- [Exercise objective]:
Could you reproduce every line of the records below, word for word and in the same order?

- [Provided records]:
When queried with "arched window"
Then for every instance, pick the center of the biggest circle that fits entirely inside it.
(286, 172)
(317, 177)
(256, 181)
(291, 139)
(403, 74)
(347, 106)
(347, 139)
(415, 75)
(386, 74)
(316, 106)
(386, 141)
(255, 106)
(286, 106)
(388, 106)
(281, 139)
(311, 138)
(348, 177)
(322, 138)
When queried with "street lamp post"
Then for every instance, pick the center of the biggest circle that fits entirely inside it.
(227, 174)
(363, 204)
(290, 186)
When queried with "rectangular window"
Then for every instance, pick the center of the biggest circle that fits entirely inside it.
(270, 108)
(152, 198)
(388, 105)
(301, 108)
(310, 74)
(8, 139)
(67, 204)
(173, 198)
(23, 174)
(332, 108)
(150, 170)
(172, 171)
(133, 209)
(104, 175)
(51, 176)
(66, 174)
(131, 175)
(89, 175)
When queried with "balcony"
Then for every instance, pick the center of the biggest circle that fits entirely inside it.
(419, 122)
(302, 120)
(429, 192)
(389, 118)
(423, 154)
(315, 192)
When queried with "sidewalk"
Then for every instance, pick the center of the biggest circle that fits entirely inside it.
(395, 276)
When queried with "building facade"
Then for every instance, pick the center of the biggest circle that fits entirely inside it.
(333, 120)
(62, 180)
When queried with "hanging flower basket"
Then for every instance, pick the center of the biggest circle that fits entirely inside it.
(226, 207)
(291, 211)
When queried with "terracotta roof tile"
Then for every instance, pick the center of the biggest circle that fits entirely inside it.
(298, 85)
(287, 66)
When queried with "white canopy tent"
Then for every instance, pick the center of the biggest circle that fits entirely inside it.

- [Written solution]:
When queried with "arched window"
Then for every instance, pick the center of the biggest circle that fits entirely inside it.
(286, 172)
(317, 177)
(256, 181)
(291, 139)
(403, 74)
(347, 106)
(347, 139)
(415, 75)
(386, 74)
(316, 106)
(386, 141)
(255, 106)
(286, 106)
(388, 106)
(281, 139)
(311, 138)
(348, 177)
(322, 138)
When queried with "street lamp post"
Then for every instance, pick the center of the biggest circle that fits entirely inside it.
(227, 174)
(363, 204)
(290, 186)
When queried with "rectangular window"
Then for every instance, pick the center of the biggest circle that fits entirely inside it.
(270, 108)
(152, 198)
(388, 105)
(301, 108)
(310, 74)
(8, 139)
(67, 204)
(173, 198)
(23, 174)
(332, 108)
(150, 170)
(172, 171)
(133, 209)
(104, 175)
(51, 176)
(66, 174)
(131, 175)
(89, 175)
When queried with "balcony"
Then for every instance, pick the center of the biggest circle that fits entirely inside it.
(419, 122)
(302, 120)
(429, 192)
(389, 118)
(423, 154)
(315, 192)
When queried with "sidewalk"
Then for every instance, pick the center of the biggest circle that fits entirely inside it.
(395, 276)
When queried with "building facade"
Then for every instance, pick the center of the biggest circle that fits entirely inside it.
(333, 120)
(62, 180)
When queried with "hanging flower basket"
Then for every instance, pick the center of the biggest circle that fits entirely inside it.
(226, 207)
(291, 211)
When queried with "terracotta roof tile"
Then for every instance, pick the center of the biggest circle that fits entirely inside it.
(298, 85)
(287, 66)
When queried with "white canopy tent"
Then for every instance, pick the center of the biggest circle that fits entirely inside it.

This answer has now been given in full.